= 本文 =
........

私はガッコに勤めております。でも教える事がメインではないので、今年は、高3の「古典」を1クラスと、中2の「音楽」を2クラス担当するに留まっております。
で、中2の「音楽」なんだけれど、この授業はティーム・ティーチングで合奏を指導する授業なんです。で、今年の私は、鍵盤楽器と笛の指導を担当する事になったので、ピアノはもちろんですが、いわゆる木琴・鉄琴の指導もしております。
ピアノとか木琴・鉄琴とか…その楽器を希望する子は、たいていは音楽が得意だったり、ピアノを習っていたりしているので、合奏の指導にはあまり手間がかからないはず…なんですが、実は色々と違うんですね。
で、今回は、その中でもピアノを担当する子たちの話をします。…ってか、最近のピアノを習っているっていう子たちの話…というべきかな?
とにかく、今の子たち。とりわけ、女の子たちは、結構な割合でピアノを習っているんです。ほぼ全員がピアノを習っている…と言っても過言じゃないです。で、そういう子たちは、ピアノも好きだし、音楽も好きなんですね。休み時間などは、グランドピアノ(私が勤めているガッコは、校内の数カ所にグランドピアノが置いてあって、生徒が自由に弾いて良いのです)に群がって、あれこれ色々な曲を弾いて遊んでいます。

........

= 作業一覧 =
- 1) レコードのうち、「white house, each」を含む行から始めて「pixel 127 181」を含む行で終わる範囲を、「番号」と「内容」の2列を持つMarkdownの表として表してください。空行は除いてください。
- 2) 音楽の授業でピアノを担当する生徒たちについての本文を、最後の文の後から書き継いでください。

........

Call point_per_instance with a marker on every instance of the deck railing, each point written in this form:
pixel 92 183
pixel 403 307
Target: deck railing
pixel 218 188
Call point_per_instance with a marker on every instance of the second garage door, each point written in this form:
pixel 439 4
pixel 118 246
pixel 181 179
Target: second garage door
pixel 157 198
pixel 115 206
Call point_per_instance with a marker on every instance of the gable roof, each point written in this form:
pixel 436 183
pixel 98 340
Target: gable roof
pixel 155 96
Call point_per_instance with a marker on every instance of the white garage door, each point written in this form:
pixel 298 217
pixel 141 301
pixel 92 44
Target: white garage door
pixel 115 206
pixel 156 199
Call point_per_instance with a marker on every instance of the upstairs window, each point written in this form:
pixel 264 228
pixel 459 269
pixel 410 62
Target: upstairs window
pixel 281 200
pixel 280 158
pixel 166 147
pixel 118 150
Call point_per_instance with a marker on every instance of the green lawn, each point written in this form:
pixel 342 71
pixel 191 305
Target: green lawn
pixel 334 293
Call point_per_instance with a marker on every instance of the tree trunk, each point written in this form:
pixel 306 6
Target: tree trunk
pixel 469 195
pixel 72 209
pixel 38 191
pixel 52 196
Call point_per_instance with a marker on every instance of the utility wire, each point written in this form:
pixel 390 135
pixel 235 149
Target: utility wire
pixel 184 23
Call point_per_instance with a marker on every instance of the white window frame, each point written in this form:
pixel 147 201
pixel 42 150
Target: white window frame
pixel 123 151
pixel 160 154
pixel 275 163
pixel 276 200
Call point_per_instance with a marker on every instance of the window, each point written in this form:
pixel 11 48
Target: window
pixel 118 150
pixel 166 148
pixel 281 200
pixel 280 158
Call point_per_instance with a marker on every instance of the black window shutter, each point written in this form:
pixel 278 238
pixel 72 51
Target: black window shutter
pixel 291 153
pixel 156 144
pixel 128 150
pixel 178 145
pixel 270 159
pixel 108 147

........

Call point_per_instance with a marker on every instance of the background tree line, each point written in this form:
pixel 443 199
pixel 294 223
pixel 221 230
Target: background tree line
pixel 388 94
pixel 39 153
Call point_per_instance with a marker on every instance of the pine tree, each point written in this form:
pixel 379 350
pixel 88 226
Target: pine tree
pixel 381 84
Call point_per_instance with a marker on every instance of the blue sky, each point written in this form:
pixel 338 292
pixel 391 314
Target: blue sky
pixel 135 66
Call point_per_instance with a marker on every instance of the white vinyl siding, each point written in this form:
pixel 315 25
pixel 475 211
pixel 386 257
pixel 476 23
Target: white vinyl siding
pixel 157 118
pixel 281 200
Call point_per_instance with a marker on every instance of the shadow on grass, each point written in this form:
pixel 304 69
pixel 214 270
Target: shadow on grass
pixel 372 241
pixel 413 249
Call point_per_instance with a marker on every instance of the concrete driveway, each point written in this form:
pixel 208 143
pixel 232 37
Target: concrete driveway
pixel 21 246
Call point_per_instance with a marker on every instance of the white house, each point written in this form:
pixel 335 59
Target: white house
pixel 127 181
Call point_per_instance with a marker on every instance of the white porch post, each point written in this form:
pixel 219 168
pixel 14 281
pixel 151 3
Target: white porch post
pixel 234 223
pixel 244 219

........

= 解答 =
- 1)
| 番号 | 内容 |
|---|---|
| 1 | Call point_per_instance with a marker on every instance of the white house, each point written in this form: |
| 2 | pixel 335 59 |
| 3 | Target: white house |
| 4 | pixel 127 181 |

- 2)
ですから、合奏におけるピアノの指導なんて、簡単だと思うでしょ? ところがドッコイなんですよ。と言うのも、ピアノを習っている子たちって、ほんと、ピアノが好きで得意なんだけれど、譜面がほとんど読めない子が大半なんです。なので、合奏の楽譜を渡しても「???」状態なんですね。
で「センセ、弾いてみてよ」とか言い出すわけです。私を誰だと思っているんだい、自慢じゃないが、ピアノなんぞ、弾けるわけないじゃないか!
しかたがないので、ピアノの旋律を歌って聞かせるんですが、そうすると、和音(と言うか重音)を無視して単旋律でピアノ弾くんですね。ある意味、すごぶる耳が良いとも言えますが、それじゃダメなので、最終的には、私が弾けないピアノを汗をかきかき弾くわけです。実に稚拙な演奏ですが、それでも目の前で弾いて見せてやると、どうやら合点するらしく、私が稚拙に弾いたものをヒントにして、なんとか譜面を読めるようになり、やっとこさ演奏する事にこぎつきます。もちろん、すぐにできるはずもなく、練習は必要なんですが…。
あれだけ遊び弾きは達者で、今でも定期的にピアノのレッスンに通っている子が大半なんですが、そんな子でも楽譜がほとんど読めないって、どういう事なんでしょうか?
もちろん、これは一人や二人の特殊な事例の話じゃないんです。
ガッコには合唱コンクールというのがありまして、そういうピアノ好き女子たちは、伴奏者をやりたがるのですが、その伴奏だって、まず初見は無理で、話を聞いたところ、楽譜をもらったら、まずその楽譜を自分のピアノの先生に見せて演奏してもらい、それを見て覚えてから、自分の練習を始めるんだそうです。
やっぱり、耳はいいなあ。でも、楽譜は全然読めないじゃない?
どの子もどの子も十年以上、ピアノの個人レッスンを受けているのに、なぜ楽譜が読めないの? ほんと、その点が実に不思議です。
ウチの息子のように、ピアノを十年以上習ったけれど、練習をほとんどしないので、全然腕前があがらず…と言う子なら、楽譜が読めなくても理解するけれど、練習を良くするピアノが得意な子が、楽譜読めないって…ああ、私には理解できません。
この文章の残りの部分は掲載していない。